TAREFAS A REALIZAR
a) Responda às perguntas seguintes com base no texto sobre o Carro de Fogo de Sei Miguel.
(i) Em que dia foi apresentado o quarto Carro de Fogo na SMUP?
(ii) Que instrumento toca Bruno Silva neste grupo?
(iii) Por que razão o músico requereu o sótão da SMUP?
b) Retome o texto sobre o Carro de Fogo de Sei Miguel, escrevendo a continuação a partir da última frase apresentada.

FONTE
┄┄┄┄┄┄

O Carro de Fogo de Sei Miguel
Como as ondas do mar
O trompetista que é uma das mais importantes figuras da música criativa portuguesa foi à SMUP apresentar a quarta versão daquele que talvez seja o seu mais intrigante projecto de sempre. Aqui fica um testemunho dessa noite muito especial em que a música se construía por vagas, uma onda dando lugar a outra.
Qualquer aparição pública de Sei Miguel é um acontecimento, mas quando se trata deste projecto em particular – o Carro de Fogo –, as três versões anteriores levadas para o palco atraíram um público ainda mais curioso. Os motivos são conjecturais, mas poderão estar na personalização que o nome escolhido implica, passando a ideia de que, logo para o trompetista, se trata de algo muito particular, e também no facto de incluir instrumentistas em destaque na cena nacional. Depois de um processo de gravações destinadas a uma futura edição em disco, o quarto Carro de Fogo de Sei Miguel foi apresentado na SMUP (mais exactamente no sótão da SMUP, espaço requerido pelo músico devido à sua particular acústica), no passado dia 20 de Julho, com algumas figuras que não é habitual vermos a ele associadas.
Foram na Parede, e serão no CD que há-de vir, os casos de André Gonçalves, que se movimenta nos circuitos da música electrónica e electroacústica, neste contexto a cargo dos órgãos (virtuais, tocados por meio de um computador), de Bruno Silva, conhecido pela “sampling music” que desenvolve como Ondness, e que toca guitarra neste grupo, e do baterista Raphael Soares, membro dos ritualísticos Alforjs e ex-Sunflare, banda de psych-rock de boa memória, aqui como percussionista. Os outros intervenientes são “habitués” nas formações de Sei Miguel: Fala Mariam no trombone, Nuno Torres no saxofone alto (um parceiro habitual, também, de Ernesto Rodrigues), Pedro Lourenço no baixo (o mesmo dos Bruxas/Cobras) e Luís Desirat na minimalística bateria, com um trajecto que passou tanto por um duo com Rodrigo Amado como por Anamar, os Tina & the Top Ten de João Paulo Feliciano e os Ena Pá 2000.

┄┄┄┄┄┄

INFORMAÇÃO APRESENTADA
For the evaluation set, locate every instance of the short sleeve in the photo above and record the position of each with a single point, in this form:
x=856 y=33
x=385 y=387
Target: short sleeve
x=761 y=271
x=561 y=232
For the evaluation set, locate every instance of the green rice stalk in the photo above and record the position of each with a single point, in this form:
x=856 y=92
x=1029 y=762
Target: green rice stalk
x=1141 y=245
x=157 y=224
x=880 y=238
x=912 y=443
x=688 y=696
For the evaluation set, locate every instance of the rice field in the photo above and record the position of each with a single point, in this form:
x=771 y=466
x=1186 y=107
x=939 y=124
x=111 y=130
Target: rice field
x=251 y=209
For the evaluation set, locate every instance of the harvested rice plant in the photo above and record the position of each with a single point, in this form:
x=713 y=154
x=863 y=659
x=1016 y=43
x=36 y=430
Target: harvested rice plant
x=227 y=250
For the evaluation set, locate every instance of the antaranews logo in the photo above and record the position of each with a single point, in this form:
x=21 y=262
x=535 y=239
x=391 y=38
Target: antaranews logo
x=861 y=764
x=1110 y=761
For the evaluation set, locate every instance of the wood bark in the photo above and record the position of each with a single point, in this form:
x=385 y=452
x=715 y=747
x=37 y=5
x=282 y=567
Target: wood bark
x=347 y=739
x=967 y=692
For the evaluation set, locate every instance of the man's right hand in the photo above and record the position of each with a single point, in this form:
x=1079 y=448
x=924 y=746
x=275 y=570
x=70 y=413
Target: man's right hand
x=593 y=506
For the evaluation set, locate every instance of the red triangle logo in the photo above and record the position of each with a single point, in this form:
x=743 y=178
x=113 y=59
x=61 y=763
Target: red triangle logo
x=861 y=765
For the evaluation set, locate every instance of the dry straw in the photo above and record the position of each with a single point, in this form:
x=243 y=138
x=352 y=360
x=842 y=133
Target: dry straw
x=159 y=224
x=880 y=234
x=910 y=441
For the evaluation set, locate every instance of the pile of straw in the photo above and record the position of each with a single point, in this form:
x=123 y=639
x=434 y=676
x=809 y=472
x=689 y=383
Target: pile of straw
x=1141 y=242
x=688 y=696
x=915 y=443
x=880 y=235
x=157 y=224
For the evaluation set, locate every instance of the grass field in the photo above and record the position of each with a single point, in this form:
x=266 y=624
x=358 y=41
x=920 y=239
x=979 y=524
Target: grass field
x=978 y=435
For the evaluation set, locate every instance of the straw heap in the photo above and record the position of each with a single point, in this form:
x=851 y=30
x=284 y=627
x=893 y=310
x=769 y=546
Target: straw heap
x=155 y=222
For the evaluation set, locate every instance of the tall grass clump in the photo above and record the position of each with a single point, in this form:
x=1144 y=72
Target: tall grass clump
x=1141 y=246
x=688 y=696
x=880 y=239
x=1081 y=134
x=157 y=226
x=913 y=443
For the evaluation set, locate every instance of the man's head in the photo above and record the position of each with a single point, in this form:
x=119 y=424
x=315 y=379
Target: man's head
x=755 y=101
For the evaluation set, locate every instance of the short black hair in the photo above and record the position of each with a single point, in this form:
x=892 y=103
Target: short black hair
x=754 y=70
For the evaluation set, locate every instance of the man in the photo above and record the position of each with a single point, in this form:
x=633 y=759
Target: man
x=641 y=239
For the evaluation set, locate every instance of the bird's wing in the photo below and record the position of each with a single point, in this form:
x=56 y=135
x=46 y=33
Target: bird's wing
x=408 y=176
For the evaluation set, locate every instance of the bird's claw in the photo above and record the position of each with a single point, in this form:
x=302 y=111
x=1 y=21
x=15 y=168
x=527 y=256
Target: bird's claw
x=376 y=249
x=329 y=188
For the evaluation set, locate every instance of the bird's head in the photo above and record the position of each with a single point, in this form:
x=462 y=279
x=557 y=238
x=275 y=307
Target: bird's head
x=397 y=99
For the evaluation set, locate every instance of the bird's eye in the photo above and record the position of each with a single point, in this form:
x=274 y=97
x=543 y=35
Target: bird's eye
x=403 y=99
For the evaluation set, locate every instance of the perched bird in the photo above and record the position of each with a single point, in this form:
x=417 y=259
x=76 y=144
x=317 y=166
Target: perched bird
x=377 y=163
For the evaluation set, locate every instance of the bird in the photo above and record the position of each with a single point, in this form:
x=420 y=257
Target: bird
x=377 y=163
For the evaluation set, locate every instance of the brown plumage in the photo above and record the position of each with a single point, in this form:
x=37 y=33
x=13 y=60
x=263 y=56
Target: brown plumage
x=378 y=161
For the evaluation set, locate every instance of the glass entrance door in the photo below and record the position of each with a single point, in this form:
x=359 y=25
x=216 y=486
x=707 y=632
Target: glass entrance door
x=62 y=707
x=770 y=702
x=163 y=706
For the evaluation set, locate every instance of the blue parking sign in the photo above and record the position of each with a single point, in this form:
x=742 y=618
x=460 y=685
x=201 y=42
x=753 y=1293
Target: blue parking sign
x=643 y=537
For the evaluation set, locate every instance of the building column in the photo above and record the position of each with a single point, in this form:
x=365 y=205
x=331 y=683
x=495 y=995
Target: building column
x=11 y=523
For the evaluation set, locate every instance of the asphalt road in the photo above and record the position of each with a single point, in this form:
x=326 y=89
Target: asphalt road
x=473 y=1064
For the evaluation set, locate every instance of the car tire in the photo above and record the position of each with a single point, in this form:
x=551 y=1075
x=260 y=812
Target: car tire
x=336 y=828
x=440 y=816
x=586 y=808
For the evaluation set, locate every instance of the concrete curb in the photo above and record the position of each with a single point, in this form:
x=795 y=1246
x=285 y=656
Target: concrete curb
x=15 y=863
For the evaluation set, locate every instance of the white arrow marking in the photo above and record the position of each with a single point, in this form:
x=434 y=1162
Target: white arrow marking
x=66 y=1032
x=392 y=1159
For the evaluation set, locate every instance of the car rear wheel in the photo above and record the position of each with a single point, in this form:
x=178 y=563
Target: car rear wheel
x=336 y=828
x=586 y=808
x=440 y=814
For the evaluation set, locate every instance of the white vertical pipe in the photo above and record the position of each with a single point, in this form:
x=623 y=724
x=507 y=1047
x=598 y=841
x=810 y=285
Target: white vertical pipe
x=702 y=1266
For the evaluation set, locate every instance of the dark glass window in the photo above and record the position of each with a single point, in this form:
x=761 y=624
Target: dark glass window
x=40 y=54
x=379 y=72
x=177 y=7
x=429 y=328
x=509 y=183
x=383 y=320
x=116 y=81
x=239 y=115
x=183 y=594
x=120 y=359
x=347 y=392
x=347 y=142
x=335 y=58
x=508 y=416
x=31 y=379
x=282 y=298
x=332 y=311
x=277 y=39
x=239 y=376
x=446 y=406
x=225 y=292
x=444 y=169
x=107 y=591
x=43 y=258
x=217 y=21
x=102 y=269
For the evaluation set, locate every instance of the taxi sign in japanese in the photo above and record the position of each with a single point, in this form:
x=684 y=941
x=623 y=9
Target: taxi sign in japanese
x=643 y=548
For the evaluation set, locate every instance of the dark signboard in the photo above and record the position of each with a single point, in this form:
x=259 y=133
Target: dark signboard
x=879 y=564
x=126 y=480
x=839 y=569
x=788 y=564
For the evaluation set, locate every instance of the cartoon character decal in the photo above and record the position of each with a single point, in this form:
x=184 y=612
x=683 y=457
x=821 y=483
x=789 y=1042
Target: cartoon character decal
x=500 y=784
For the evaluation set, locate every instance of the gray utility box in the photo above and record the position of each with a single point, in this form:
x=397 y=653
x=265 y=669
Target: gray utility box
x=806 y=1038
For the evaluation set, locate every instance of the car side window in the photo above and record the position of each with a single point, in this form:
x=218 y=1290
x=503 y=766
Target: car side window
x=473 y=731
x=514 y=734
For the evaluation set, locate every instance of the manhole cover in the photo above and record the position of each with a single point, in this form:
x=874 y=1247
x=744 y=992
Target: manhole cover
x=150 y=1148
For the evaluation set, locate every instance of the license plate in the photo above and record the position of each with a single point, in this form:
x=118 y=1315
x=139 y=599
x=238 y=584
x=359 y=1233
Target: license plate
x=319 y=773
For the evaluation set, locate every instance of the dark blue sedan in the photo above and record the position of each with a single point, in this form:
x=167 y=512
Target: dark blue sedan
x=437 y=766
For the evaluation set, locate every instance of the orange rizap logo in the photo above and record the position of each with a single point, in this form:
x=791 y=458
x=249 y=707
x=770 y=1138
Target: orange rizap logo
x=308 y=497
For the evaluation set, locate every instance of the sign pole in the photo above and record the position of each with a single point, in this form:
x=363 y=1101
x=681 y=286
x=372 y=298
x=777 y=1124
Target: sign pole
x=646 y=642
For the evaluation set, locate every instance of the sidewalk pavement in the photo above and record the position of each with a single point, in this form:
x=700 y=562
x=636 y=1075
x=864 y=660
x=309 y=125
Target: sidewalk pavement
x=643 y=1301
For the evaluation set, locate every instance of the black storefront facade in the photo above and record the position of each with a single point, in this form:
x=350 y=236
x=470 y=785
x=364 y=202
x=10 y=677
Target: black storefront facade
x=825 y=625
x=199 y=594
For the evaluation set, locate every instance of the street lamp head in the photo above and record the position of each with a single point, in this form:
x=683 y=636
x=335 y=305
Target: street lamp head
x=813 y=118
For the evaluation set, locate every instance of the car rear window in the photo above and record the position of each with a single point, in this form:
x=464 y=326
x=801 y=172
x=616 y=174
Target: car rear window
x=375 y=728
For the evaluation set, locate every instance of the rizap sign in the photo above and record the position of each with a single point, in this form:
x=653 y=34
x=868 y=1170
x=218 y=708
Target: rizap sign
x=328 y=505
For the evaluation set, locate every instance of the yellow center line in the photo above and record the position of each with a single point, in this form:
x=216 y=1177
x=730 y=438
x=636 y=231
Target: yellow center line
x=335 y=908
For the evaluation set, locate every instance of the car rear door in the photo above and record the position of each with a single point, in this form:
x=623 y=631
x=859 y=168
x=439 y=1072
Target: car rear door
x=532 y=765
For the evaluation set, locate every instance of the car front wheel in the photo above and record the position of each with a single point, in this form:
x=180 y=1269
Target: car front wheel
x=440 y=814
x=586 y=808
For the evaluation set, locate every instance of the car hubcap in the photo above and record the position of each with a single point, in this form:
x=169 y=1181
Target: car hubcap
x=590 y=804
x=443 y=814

┄┄┄┄┄┄

RESPOSTAS ÀS TAREFAS
a)
(i) O quarto Carro de Fogo foi apresentado no dia 20 de Julho.
(ii) Bruno Silva toca guitarra neste grupo.
(iii) O músico requereu o sótão da SMUP devido à sua particular acústica.

b)
Desde sempre que Sei Miguel vem incorporando nos seus “ensembles” colaboradores vindos dos mais diversos percursos, entre a improvisação, a música experimental, o rock e mais, mas este Carro de Fogo firma-se muito explicitamente na linhagem do jazz. O trabalho desenvolvido por Mariam e Torres nos sopros em tudo correspondeu na SMUP, aliás, ao orquestralismo jazzístico convencional, com comentários “on-the-side” em contraponto e função de coro. O concerto começou como todos os de Sei Miguel: com este sozinho no trompete de bolso, soltando poucas notas entre grandes espaços de silêncio, gradualmente com a redução destes à medida que as frases ganhavam mais conteúdo. Depois, os restantes instrumentos foram-se associando. Estava dado o mote para a estruturação da música: cada instrumento era a parte de um todo, um elemento individual numa construção colectiva. Se momentos havia em que um sobressaía, só o próprio líder mantinha o protagonismo (se bem que muitas vezes se retirando ou colocando-se ao serviço do “tutti”).
Os fraseados mais ou menos curtos ora eram repetidos, ora sofriam pequenas variações, regra geral por extensão de componentes, numa lógica que dava às tramas um movimento semelhante ao das ondas do mar que se desfazem na praia. Vagas sobrepunham-se a outras vagas, não sem que as primeiras entretanto se dissipassem, e se algumas ganhavam maiores intensidade e densidade no seu efeito conjunto (a actuação terminou, de resto, com um clímax), o certo é que eram contrapostas por passagens de uma grande transparência, permitindo-nos ouvir cada um dos seus elementos, uma maraca a agitar-se aqui, um acorde de guitarra ali. A base era habitualmente proporcionada pelo órgão, embora evitando o já tão estereotipado uso de “drones”. A contribuição de Gonçalves não só ampliava o espectro cromático do octeto como reforçava o carácter vagamente litúrgico e cerimonial desta tão longa quanto lenta (e em constante estado de metamorfose) composição de Sei Miguel. Alturas houve, aliás, em que o que ouvíamos nos remetia para uma Alice Coltrane ou um Pharoah Sanders.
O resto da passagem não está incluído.